■ What to work on ■
Each line of the data below containing "eyebrow" needs to be listed.
BEGIN
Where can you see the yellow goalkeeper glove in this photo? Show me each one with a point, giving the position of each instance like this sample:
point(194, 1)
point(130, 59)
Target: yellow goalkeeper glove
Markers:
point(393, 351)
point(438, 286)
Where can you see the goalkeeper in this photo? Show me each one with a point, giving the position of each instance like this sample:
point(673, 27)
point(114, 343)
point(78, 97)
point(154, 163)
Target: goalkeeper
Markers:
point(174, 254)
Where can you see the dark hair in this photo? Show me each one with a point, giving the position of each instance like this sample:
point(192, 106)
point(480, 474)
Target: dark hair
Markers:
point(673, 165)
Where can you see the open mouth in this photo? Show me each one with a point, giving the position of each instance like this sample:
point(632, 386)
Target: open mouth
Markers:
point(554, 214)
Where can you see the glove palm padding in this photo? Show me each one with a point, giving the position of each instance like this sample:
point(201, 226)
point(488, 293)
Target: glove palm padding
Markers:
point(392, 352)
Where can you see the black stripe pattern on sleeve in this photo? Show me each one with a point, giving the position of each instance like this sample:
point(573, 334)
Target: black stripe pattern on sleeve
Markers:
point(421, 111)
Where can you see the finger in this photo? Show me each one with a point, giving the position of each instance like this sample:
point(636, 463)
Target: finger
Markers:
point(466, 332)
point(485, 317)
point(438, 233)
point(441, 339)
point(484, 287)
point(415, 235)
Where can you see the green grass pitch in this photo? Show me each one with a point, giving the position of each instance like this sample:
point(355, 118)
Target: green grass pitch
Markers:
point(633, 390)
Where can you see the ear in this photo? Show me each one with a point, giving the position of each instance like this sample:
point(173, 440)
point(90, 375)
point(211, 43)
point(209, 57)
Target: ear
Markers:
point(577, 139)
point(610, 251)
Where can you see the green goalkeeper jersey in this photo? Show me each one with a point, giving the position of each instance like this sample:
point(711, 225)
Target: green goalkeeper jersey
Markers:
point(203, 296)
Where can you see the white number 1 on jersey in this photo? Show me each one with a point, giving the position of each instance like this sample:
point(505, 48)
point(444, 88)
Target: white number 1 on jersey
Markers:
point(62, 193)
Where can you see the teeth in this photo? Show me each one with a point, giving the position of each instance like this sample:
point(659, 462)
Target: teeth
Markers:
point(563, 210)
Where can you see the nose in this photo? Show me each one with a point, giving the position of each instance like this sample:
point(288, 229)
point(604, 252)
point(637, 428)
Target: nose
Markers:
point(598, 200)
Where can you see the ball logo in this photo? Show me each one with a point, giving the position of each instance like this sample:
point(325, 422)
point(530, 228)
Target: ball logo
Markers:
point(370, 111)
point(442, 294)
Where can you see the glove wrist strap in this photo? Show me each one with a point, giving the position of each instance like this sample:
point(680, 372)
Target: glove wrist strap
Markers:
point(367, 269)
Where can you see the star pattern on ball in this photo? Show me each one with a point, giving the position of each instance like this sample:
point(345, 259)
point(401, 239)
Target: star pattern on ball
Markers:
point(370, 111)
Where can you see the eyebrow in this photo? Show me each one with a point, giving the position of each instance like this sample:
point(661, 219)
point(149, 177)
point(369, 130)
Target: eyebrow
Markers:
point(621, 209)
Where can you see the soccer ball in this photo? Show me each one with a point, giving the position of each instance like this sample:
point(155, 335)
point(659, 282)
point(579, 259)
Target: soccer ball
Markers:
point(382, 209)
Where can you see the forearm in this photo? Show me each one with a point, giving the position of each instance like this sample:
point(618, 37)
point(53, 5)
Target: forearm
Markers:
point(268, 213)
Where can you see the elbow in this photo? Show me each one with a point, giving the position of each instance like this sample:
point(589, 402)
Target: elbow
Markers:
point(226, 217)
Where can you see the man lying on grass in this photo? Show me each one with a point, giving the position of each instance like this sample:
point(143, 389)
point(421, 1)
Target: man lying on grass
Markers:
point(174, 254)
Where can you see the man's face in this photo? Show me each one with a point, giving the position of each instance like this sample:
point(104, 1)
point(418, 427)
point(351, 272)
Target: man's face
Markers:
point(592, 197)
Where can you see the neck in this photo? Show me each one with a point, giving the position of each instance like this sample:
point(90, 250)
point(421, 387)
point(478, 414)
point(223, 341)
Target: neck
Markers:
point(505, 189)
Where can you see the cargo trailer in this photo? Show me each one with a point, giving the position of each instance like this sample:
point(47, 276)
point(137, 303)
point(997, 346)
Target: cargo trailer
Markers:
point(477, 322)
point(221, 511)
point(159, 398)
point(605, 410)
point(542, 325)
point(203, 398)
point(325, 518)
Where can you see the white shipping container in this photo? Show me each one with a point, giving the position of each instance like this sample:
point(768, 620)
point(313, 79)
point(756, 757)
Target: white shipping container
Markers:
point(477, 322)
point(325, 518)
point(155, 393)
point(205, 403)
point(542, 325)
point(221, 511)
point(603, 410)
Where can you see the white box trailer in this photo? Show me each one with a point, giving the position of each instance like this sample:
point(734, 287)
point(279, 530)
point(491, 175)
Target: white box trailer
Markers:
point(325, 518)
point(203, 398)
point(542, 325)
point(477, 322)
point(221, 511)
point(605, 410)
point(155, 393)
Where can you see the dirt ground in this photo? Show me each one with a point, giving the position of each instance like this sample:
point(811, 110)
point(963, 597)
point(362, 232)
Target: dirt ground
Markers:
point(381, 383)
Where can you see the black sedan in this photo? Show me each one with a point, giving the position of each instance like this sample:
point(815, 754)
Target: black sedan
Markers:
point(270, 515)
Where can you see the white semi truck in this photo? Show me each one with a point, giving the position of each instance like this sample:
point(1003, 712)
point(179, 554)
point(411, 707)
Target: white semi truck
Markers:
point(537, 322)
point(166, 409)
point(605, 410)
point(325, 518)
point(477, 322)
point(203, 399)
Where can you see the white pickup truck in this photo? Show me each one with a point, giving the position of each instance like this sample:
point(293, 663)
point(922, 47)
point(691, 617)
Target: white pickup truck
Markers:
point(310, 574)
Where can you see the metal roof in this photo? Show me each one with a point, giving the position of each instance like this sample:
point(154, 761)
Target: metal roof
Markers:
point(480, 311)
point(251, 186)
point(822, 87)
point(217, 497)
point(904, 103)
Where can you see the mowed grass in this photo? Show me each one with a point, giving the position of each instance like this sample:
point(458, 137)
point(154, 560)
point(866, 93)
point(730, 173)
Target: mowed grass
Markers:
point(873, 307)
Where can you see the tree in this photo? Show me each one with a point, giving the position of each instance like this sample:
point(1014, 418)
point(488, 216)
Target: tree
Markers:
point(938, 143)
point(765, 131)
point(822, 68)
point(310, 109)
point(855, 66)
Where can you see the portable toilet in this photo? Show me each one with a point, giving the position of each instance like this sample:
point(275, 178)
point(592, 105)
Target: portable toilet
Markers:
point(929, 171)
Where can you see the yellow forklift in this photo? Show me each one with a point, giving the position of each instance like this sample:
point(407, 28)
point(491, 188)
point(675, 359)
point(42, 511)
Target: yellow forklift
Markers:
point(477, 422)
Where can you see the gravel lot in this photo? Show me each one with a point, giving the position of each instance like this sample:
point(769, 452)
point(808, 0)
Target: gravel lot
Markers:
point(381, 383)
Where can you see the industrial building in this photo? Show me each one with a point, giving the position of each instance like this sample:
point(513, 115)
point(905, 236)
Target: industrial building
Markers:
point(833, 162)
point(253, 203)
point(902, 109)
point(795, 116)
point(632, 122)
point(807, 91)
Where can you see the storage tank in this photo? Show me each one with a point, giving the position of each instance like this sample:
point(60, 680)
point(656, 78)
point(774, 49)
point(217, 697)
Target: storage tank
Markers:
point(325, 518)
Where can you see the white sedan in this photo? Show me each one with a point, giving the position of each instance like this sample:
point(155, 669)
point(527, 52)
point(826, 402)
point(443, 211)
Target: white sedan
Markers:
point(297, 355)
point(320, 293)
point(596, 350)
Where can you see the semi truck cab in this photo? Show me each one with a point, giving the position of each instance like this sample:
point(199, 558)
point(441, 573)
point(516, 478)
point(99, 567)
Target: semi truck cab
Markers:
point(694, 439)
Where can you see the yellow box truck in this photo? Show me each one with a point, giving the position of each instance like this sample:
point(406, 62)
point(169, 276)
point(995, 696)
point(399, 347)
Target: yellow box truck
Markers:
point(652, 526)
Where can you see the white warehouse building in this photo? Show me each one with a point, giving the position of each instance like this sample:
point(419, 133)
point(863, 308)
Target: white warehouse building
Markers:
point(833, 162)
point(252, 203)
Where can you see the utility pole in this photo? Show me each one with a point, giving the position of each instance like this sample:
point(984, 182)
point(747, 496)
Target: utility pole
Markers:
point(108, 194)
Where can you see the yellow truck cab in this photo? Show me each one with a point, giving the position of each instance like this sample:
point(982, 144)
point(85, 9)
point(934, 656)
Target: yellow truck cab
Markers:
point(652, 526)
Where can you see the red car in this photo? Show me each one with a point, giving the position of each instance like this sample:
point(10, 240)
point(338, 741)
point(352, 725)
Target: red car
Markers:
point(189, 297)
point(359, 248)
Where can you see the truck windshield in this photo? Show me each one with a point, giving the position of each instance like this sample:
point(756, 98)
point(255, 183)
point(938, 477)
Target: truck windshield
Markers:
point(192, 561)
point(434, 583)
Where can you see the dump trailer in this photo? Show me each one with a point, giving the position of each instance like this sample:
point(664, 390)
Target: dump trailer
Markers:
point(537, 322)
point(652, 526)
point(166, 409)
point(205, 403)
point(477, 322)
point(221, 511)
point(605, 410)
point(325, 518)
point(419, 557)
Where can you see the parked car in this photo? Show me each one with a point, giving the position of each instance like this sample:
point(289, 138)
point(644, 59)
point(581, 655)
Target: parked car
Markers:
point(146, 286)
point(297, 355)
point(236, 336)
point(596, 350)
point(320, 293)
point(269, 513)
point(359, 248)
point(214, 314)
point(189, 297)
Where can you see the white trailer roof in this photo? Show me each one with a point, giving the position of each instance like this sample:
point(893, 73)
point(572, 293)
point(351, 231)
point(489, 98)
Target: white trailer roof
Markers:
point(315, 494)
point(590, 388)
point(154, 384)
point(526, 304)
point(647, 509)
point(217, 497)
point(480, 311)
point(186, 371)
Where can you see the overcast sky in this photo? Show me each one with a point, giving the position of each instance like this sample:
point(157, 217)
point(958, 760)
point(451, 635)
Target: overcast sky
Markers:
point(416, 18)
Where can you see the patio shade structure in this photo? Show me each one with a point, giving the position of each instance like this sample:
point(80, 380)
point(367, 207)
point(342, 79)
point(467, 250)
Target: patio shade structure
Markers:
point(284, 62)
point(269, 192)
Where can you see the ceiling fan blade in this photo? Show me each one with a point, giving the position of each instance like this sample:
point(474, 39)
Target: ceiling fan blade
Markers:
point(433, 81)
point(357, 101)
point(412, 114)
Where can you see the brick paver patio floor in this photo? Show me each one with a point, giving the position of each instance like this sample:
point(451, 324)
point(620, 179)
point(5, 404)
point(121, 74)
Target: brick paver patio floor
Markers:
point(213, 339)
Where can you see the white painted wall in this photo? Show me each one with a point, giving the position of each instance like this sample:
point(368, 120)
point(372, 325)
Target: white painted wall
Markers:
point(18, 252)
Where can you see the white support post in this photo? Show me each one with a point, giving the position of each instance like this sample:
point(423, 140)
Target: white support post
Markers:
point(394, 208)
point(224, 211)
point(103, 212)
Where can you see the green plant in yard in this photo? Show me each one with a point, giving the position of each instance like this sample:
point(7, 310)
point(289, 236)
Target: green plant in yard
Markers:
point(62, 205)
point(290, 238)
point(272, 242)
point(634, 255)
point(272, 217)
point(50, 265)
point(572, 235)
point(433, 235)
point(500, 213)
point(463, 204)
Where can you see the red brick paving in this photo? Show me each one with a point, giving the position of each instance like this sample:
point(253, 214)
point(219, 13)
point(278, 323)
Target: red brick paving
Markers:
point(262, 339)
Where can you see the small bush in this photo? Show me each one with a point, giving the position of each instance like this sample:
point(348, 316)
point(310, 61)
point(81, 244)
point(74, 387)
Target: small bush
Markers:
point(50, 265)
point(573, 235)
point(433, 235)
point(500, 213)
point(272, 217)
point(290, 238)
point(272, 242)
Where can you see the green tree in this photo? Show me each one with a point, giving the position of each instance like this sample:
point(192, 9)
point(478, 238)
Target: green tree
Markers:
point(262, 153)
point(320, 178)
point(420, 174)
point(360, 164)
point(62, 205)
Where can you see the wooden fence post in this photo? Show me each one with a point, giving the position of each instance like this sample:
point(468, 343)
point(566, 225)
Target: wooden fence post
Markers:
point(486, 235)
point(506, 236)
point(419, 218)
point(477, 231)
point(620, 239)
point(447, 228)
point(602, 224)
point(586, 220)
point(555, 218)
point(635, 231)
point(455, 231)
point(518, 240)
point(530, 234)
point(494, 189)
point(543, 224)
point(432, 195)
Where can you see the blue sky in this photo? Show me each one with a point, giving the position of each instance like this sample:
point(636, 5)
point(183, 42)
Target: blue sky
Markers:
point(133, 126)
END
■ Reply to the exercise ■
Where can you see the eyebrow in this photo? Show me each one with a point, giving the position of each instance like this sample:
Target: eyebrow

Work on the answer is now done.